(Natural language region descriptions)
○ ○ ○ ○ ○

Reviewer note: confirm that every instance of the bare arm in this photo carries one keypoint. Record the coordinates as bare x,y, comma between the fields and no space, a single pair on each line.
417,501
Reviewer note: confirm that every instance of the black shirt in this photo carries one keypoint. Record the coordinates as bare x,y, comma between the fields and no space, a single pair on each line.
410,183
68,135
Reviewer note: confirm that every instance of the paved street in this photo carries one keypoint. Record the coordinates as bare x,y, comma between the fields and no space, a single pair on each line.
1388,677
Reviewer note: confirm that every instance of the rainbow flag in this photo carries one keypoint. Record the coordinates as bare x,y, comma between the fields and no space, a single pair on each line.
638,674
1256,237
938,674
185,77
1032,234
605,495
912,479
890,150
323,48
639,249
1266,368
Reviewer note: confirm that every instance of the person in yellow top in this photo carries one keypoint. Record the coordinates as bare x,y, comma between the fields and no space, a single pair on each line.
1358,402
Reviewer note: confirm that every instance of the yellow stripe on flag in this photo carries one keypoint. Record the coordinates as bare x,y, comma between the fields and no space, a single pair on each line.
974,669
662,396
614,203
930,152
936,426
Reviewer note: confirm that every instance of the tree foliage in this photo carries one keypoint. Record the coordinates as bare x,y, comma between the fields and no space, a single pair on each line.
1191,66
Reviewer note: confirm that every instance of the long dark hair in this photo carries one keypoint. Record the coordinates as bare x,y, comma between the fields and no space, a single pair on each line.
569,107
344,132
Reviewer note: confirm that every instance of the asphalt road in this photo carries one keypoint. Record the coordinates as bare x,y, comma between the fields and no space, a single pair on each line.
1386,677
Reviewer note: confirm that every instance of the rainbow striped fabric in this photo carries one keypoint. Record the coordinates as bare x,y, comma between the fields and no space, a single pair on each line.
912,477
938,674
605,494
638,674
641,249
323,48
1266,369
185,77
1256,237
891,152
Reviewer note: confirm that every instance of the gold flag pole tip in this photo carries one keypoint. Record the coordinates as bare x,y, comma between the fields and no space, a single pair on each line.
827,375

○ ○ ○ ○ ○

ABOUT THIS EXERCISE
All of the data needs to be printed once more, exactly.

TASK RESULT
Reviewer note: confirm that every instance of the bare arm in this photo carries one keypoint. Record the coordinates as bare x,y, comma between the fields and no space, a single pair on each line.
417,501
Reviewer note: confirm that every instance of the black shirt in this photo carries one keypoint. Record the coordinates as bare x,y, comma between the fields and no space, a single pair on each line.
410,183
68,135
Reviewer note: confirm that every instance of the paved street in this photo carries one keypoint. Record the coordinates as bare x,y, comma between the fields and no space, a single pair on each line.
1388,677
Reviewer note: confirm that every instance of the rainbow flag in this photo carries one keypoint. Record the coordinates as bare x,y, comma between the fields and no space, a single pair on each line.
638,674
1256,237
938,674
185,77
1032,234
605,495
912,479
890,150
323,48
639,249
1266,368
Reviewer note: confirm that every instance of the person in yellow top in this photo carries one keypoint. Record the coordinates as bare x,y, comma between the fields and no space, a single pair on each line.
1358,402
Reviewer note: confirm that every instance of the yellow stripe on flag in this photo carries one keypoint. Record the coordinates as bare x,y, comma between the fields and no space, a single pair on each line.
974,669
662,396
614,203
930,152
936,426
Reviewer note: confirm that every instance of the tree foliage in this photo carries one keypoint. Record the coordinates as bare x,y, comma between the fields and no space, a single pair on each line.
1191,66
Reviewer note: confirm that every instance of the long dark hair in this photo carries one keypoint. Record the coordinates as bare x,y, comma between the fields and no space, a single pair on each line.
569,107
344,132
Reviewer note: confirm that every instance of the asphalt road in this photo carries one keypoint. Record the coordinates as bare x,y, comma between the fields and no space, a single pair on each line.
1386,677
Reviewer note: confirm that every instance of the rainbow striped fabric in this photo carries one keypoint. Record the coordinates as bare x,y, comma between the fields and no space, a single pair on each line.
912,477
938,674
605,494
638,674
641,249
323,48
1266,369
185,77
1256,237
891,152
Reviewer note: confirm that every instance of the gold flag pole tip in this photo carries one keypoint. Record the coordinates as bare x,y, comma between the fields and no space, a single pair on each line.
827,375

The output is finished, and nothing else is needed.